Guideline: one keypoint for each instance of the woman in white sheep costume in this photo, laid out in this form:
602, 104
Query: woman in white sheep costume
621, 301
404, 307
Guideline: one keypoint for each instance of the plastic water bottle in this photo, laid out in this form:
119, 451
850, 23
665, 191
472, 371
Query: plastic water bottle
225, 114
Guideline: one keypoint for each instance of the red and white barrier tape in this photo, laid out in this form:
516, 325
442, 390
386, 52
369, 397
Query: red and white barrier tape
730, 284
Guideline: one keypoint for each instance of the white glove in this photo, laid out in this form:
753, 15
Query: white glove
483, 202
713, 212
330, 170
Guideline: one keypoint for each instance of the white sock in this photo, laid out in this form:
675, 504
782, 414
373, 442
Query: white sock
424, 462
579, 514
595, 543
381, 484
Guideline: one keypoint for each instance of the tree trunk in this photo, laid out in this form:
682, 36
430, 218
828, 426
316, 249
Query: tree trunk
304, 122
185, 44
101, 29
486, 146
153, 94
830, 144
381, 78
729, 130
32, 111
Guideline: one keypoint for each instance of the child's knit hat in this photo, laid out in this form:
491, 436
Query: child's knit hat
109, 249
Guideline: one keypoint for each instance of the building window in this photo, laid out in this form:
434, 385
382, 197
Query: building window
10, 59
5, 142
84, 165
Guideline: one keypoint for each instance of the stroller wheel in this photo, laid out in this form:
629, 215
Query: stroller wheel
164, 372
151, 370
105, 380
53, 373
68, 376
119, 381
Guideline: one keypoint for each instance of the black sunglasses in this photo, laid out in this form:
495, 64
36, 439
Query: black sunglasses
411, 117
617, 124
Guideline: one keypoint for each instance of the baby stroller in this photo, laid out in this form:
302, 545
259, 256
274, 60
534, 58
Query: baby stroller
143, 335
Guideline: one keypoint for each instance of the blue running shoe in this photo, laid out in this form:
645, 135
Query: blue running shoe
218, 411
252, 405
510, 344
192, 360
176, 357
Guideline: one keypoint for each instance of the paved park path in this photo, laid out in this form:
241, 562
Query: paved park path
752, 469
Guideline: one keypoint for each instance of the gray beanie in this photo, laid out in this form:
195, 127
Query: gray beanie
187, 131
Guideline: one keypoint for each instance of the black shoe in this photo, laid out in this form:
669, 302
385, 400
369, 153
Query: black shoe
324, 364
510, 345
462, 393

• [Task statement]: Copy out each entry exactly, leaving nothing out.

• [Answer to the exercise]:
Guideline: one keypoint for each instance of the woman in white sheep costume in this photo, laid out in this form:
602, 104
Query: woman in white sheep costume
621, 301
404, 307
Guideline: one keypoint for each instance of the plastic water bottle in this photo, laid out in this form:
119, 451
850, 23
665, 191
472, 371
Query: plastic water bottle
225, 114
Guideline: one keypoint for each instance of the red and white barrier tape in this photo, laid out in this form:
516, 325
442, 390
386, 52
369, 397
Query: red and white barrier tape
730, 284
Guideline: one keypoint for each instance of the white glove in this photo, laid out in this form:
753, 15
Query: white glove
483, 202
713, 212
330, 170
Guideline: one keypoint for each instance of the white sock in this photo, laid out in this form:
675, 504
782, 414
373, 442
Query: white sock
424, 462
579, 514
595, 543
381, 484
Guideline: one keypoint for each instance of the tree trunk in this photo, laid out in this form:
682, 36
430, 218
828, 426
316, 249
Query: tree trunk
304, 122
185, 44
101, 29
486, 146
153, 94
830, 144
381, 78
729, 130
32, 111
Guideline: one keypoint for each instance of the child's knit hat in this photo, laid out in this form:
491, 436
Query: child's knit hat
109, 249
Guideline: one keypoint for each instance of the building window in this photo, laid out in this form:
434, 385
382, 197
Query: building window
10, 59
5, 142
84, 165
Guideline: one keypoint for each instance of the stroller wheel in this photo, laid out in this form:
629, 215
Query: stroller wheel
164, 372
151, 370
105, 380
53, 373
68, 376
119, 381
Guideline: one keypoint for each instance of the black sunglasses in this photo, laid out in this form:
495, 64
36, 439
Query: black sunglasses
411, 117
617, 124
Guideline: one keypoint for each instance of the baby stroller in this photo, laid out in this form:
302, 545
259, 256
274, 60
534, 58
Query: baby stroller
143, 335
Guideline: one keypoint for each instance of the blue running shoe in this photo, laid out in this form:
645, 135
Query: blue running shoe
218, 411
252, 405
510, 344
192, 360
176, 357
Guideline: one keypoint for each instance of the paved park path in this photo, laid out in this form:
241, 562
Query: paved park path
752, 469
Guideline: one keypoint for each instance of the gray beanie in this photo, laid out in this form:
195, 127
Query: gray beanie
187, 131
Guideline: one keypoint for each instance of the black shoe in this photo, laid out in this form:
669, 302
385, 400
369, 153
Query: black shoe
324, 364
510, 345
462, 393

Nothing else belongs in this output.